Supplied records:
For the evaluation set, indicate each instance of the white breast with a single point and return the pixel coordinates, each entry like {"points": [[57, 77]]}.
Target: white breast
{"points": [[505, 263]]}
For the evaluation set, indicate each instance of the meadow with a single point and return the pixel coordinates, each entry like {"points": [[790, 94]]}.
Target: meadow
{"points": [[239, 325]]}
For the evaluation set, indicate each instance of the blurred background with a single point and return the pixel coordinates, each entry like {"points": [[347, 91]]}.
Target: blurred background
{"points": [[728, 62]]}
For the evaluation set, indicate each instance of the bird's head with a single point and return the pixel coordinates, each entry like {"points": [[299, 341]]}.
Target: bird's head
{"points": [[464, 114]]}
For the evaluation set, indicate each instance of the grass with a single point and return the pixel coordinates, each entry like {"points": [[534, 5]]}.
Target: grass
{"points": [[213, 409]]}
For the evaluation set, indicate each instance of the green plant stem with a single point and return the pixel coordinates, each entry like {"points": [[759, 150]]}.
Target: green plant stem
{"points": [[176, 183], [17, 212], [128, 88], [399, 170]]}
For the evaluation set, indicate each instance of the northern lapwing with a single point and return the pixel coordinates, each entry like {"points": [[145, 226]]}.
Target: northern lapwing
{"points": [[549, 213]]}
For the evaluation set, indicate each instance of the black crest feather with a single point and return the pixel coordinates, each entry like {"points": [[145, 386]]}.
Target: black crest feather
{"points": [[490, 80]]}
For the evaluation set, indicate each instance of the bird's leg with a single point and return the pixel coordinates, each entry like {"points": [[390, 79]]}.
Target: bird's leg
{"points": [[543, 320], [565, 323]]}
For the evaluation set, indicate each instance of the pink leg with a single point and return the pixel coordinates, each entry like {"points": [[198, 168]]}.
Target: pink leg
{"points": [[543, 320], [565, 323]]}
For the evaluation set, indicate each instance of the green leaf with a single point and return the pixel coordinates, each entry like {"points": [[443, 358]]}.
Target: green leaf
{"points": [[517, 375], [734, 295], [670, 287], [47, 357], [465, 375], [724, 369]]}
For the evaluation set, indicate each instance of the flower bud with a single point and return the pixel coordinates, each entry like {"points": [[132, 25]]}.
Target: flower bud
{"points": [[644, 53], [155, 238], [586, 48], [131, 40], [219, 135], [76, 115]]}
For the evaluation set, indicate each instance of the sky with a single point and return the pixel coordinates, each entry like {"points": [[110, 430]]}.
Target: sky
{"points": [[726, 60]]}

Given exercise: Return each entry from above without altering a single character.

Answer to the task:
For the evaluation set, indicate each instance of the white breast with a single point and return the pixel coordinates, each entry like {"points": [[57, 77]]}.
Target: white breast
{"points": [[505, 263]]}
For the evaluation set, indicate each instance of the meadow with a single point and return the pixel coordinates, each entry like {"points": [[790, 94]]}.
Target: meadow
{"points": [[239, 325]]}
For the evaluation set, indicate each instance of the blurred background with a single point and return the pixel coordinates, each entry like {"points": [[347, 91]]}.
Target: blurred background
{"points": [[728, 62]]}
For the evaluation set, indicate each instance of the bird's head with a single point and return the pixel coordinates, each entry like {"points": [[299, 341]]}.
Target: bird's head
{"points": [[464, 114]]}
For the evaluation set, indicate each instance of the grass with a single point and return the pixel coordinates, each entry like {"points": [[534, 5]]}.
Target: grass
{"points": [[213, 409]]}
For the evaluation set, indicate each instance of the green plant stem with a single point and return the pixel coordinates, each entry like {"points": [[759, 150]]}.
Target: green plant stem
{"points": [[176, 183], [17, 212], [128, 88], [399, 170]]}
For the evaluation set, indicate each instance of the northern lapwing with a single point and return the pixel coordinates, each entry like {"points": [[145, 226]]}.
Target: northern lapwing
{"points": [[549, 213]]}
For the evaluation set, indicate each instance of the black crest feather with a single point and return the pixel coordinates, each entry like {"points": [[145, 386]]}.
Target: black crest feather
{"points": [[490, 80]]}
For the evaluation set, indicate each instance of the bird's leg with a single point and return the pixel coordinates, each entry like {"points": [[390, 79]]}.
Target: bird's leg
{"points": [[543, 320], [565, 323]]}
For the evaluation set, indicate each instance of the pink leg with a single point and return the pixel coordinates, each entry like {"points": [[198, 168]]}.
Target: pink leg
{"points": [[543, 320], [565, 323]]}
For the evaluation set, indicate each instance of the green leaf with a single point and return the pixel coordinates, each entry like {"points": [[443, 358]]}.
Target: green leaf
{"points": [[517, 375], [734, 295], [670, 287], [47, 357], [465, 375], [724, 369]]}
For the evaluation set, indicate each instance of the flower bud with a single point and return the pixel coordinates, each entry like {"points": [[132, 25]]}.
Target: flower bud
{"points": [[644, 53], [155, 238], [586, 48], [131, 40], [219, 135], [76, 115]]}
For the evaluation set, indicate each instance of the sky with a single point and return the pixel coordinates, each entry like {"points": [[110, 430]]}.
Target: sky
{"points": [[726, 60]]}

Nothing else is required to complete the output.